### Selected extract
The Labouchere was a paddle steamer in the service of the Hudson's Bay Company, 
built in 1858 at Green's in Blackwall, London, England. Under the command of Captain J. Trivett it was mostly in service in British Columbia and the rest of the Pacific Northwest in the 1850s and 1860s, including the Stikine lisière in Russian America. In 1859, its then-captain John Swanson was elected by a "celebrated" majority of one (there was only one qualified elector) in the colonial riding of Nanaimo for the Legislative Assembly of the Colony of Vancouver Island.

### Source data
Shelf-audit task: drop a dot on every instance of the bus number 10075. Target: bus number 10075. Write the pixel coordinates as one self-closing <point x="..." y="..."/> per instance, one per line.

### Objective
Retype the part of the passage on the Labouchere starting at "The Labouchere was" and ending at "of Vancouver Island.". The material is unrelated to the passage on the Labouchere.

### Exercise result
The Labouchere was a paddle steamer in the service of the Hudson's Bay Company, 
built in 1858 at Green's in Blackwall, London, England. Under the command of Captain J. Trivett it was mostly in service in British Columbia and the rest of the Pacific Northwest in the 1850s and 1860s, including the Stikine lisière in Russian America. In 1859, its then-captain John Swanson was elected by a "celebrated" majority of one (there was only one qualified elector) in the colonial riding of Nanaimo for the Legislative Assembly of the Colony of Vancouver Island.